SHORT TASK
Revise the rows below by replacing each occurrence of "marker" with "point", and reproduce every row with all other wording unchanged.

DATA SHOWN

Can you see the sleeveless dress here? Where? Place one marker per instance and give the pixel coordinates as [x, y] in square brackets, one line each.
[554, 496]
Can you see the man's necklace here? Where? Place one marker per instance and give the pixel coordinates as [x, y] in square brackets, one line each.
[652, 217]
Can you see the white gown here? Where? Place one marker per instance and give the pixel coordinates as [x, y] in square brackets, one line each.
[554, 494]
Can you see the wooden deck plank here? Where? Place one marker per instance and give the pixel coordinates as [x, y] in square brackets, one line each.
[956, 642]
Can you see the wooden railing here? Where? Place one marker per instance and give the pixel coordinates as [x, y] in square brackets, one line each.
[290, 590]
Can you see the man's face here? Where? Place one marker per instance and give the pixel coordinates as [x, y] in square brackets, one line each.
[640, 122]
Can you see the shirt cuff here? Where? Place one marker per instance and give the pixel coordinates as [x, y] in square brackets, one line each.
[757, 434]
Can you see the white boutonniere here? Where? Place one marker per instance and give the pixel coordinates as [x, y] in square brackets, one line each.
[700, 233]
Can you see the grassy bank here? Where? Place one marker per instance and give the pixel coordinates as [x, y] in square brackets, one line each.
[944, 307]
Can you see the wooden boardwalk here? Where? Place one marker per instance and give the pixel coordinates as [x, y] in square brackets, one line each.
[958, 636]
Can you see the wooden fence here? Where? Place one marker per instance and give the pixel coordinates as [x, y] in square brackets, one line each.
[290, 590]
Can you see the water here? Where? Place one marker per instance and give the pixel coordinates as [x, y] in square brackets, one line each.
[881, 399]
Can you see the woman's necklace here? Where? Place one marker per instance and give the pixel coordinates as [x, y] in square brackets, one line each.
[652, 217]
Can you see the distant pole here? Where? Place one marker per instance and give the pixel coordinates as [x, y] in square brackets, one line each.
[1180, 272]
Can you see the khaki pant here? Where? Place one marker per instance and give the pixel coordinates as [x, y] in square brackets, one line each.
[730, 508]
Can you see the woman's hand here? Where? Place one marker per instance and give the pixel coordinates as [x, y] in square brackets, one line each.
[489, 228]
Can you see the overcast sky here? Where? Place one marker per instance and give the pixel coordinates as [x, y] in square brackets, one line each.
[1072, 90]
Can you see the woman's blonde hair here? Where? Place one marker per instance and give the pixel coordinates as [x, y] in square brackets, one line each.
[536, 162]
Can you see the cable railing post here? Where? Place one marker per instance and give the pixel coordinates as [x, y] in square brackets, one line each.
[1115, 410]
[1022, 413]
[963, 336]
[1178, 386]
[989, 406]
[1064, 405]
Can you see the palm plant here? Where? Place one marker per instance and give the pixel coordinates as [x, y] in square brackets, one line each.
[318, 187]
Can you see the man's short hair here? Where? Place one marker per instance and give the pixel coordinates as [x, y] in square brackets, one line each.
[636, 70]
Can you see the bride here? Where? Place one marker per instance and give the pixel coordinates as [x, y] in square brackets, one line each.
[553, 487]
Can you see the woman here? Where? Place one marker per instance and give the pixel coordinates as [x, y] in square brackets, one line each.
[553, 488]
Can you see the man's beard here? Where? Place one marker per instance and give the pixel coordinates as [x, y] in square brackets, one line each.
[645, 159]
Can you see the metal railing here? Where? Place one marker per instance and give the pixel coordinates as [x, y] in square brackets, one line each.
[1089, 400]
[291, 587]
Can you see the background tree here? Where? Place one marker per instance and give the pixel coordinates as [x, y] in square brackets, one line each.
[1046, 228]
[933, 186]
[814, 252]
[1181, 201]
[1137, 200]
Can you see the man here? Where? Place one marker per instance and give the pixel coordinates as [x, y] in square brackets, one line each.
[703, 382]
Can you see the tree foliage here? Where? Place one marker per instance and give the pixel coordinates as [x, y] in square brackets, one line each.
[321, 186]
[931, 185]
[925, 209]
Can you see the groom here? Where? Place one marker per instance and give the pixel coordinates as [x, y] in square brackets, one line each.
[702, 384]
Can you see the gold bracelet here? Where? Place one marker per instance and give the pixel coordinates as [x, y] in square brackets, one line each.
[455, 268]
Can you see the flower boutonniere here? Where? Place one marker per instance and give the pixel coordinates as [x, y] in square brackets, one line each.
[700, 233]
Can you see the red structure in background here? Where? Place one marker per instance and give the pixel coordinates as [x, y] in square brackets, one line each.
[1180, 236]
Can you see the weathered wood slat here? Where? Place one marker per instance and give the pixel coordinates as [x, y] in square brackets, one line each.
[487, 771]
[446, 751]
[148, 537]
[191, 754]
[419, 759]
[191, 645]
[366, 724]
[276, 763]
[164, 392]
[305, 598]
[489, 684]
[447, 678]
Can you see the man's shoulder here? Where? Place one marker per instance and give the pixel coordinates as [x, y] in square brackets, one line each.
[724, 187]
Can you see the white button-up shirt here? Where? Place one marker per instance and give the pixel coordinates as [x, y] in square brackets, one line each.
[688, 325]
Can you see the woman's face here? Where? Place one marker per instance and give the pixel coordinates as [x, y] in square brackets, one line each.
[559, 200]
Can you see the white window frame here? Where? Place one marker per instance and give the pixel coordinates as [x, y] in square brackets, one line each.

RESPONSE
Can you see the sleeveless dress here? Where? Place one point per instance and give the pixel coordinates as [x, y] in square brackets, one line each.
[554, 496]
Can you see the man's necklace here? Where? Place one point per instance and give the pixel coordinates as [x, y] in square brackets, one line each.
[652, 217]
Can you see the white gown here? Where? Place one point per instance and give the pixel coordinates as [x, y] in square brackets, one line each.
[554, 494]
Can you see the wooden deck plank here? Where? Place one point per instance and give the pixel coordinates as [x, y] in square brackets, one line each.
[956, 642]
Can you see the wooden railing here? Where? Place one point per instance and give the pixel coordinates as [x, y] in square brackets, one line each.
[290, 590]
Can you see the man's face here? Where? Place one point per instance and give the pixel coordinates as [x, y] in square brackets, one line each.
[640, 122]
Can you see the shirt cuff here? Where? Place one point per instance and give the pixel coordinates as [x, y] in square brackets, one line each.
[757, 434]
Can you see the white boutonniere here? Where? Place one point per instance and give the pixel coordinates as [x, y] in square brackets, one line each.
[700, 233]
Can you see the grassy bank here? Where? Place one point per instance and give the pixel coordinates as [x, y] in square brackets, one line each.
[944, 307]
Can you see the wooden boardwalk here? Where? Place one point per instance and give the pixel coordinates as [x, y] in square brackets, one line each.
[958, 636]
Can you see the wooden fence here? Where? Place one point per instance and give the pixel coordinates as [x, y] in square brackets, one line each.
[290, 590]
Can you see the water here? Where? Place one point per instance and give the pixel coordinates as [x, y] in square brackets, one line each.
[881, 399]
Can you see the woman's necklace here? Where? Place one point per instance and give the pixel coordinates as [x, y] in square brackets, one line each.
[652, 217]
Can you see the distant pole here? Where? Place one point per instance and give the pixel coordinates as [x, y] in square brackets, one line each.
[1180, 272]
Can you see the khaki pant here? Where? Place one point per instance and give the pixel coordinates as [x, y] in square brackets, one line each.
[730, 508]
Can you see the woman's hand here? Where? Place one point per instance and give the pixel coordinates as [x, y] in square brackets, one line each.
[489, 228]
Can you see the overcast sky here? Where? Place one point per instance and give the pixel coordinates as [x, y] in square brackets, one line each.
[1072, 90]
Can you see the woman's blonde hair here? Where? Place one point per instance and give the pixel coordinates as [x, y] in square brackets, one line each.
[536, 162]
Can you see the cable railing post here? Where? Place one point per instance and give the pixel coordinates as [x, y] in square brackets, one line each.
[1115, 410]
[1022, 413]
[963, 336]
[1178, 386]
[989, 406]
[1064, 405]
Can you see the palm plant here? Where? Place one point per instance and give the pixel coordinates as [x, y] in square brackets, one line each.
[318, 187]
Can you see the man's short hair here? Where? Place one point per instance and give the pixel coordinates as [x, y] in square brackets, one line each.
[636, 70]
Can you see the bride here? Where? Place one point per instance and give the pixel coordinates as [x, y] in square brackets, one line each.
[553, 487]
Can you see the woman here? Where? Place one point per instance and give the pixel coordinates as [x, y] in square brackets, one line each.
[553, 488]
Can you see the man's beard here? Where? Place one point per instance and give the pixel coordinates as [x, y] in square brackets, one line each.
[645, 159]
Can you see the metal railing here? Where? Place one point per instance and give the pixel coordinates as [x, y] in square brackets, one line each.
[1089, 400]
[291, 587]
Can you see the background tree here? Where? Place one point per instance and give the pixel coordinates as [x, y] in square brackets, one line each.
[1046, 228]
[933, 186]
[814, 252]
[1181, 201]
[1137, 200]
Can you see the man here? Where? Place one point per instance and give the pixel coordinates as [x, y] in square brackets, one line each.
[703, 382]
Can you see the tree foliage here? Where? Place one point per instance and give the pixel coordinates as [x, y] in square brackets, one line each.
[321, 186]
[931, 185]
[925, 209]
Can you see the groom here? Where? Place one point per instance and give the pixel coordinates as [x, y] in square brackets, one line each.
[702, 384]
Can you see the gold bracelet here? Where? Place one point per instance and give the pixel coordinates as [x, y] in square brackets, one line each.
[455, 268]
Can you see the flower boutonniere here? Where? Place one point per instance and give the pixel coordinates as [x, y] in square brackets, one line each.
[700, 233]
Can you see the red structure in background here? Where? Place one point per instance and give the pixel coordinates as [x, y] in square brackets, one line each.
[1180, 236]
Can you see the weathered wood slat here? Where? Place one point per instance and give the pixel coordinates as [x, y] in square brackets, one line each.
[487, 771]
[446, 751]
[148, 537]
[191, 754]
[419, 759]
[191, 645]
[366, 724]
[276, 763]
[164, 392]
[305, 598]
[489, 684]
[447, 678]
Can you see the man's shoulder here? Where? Place one point per instance and give the pixel coordinates as [x, y] in square brackets, one line each.
[724, 187]
Can you see the white button-up shirt here? Where? Place one point per instance and give the pixel coordinates as [x, y] in square brackets, one line each.
[688, 325]
Can you see the woman's face here? Where? Place one point per instance and give the pixel coordinates as [x, y] in square brackets, one line each.
[559, 200]
Can you see the white window frame here? Where? Place one point per instance and give the pixel coordinates as [x, y] in square brackets, one line each.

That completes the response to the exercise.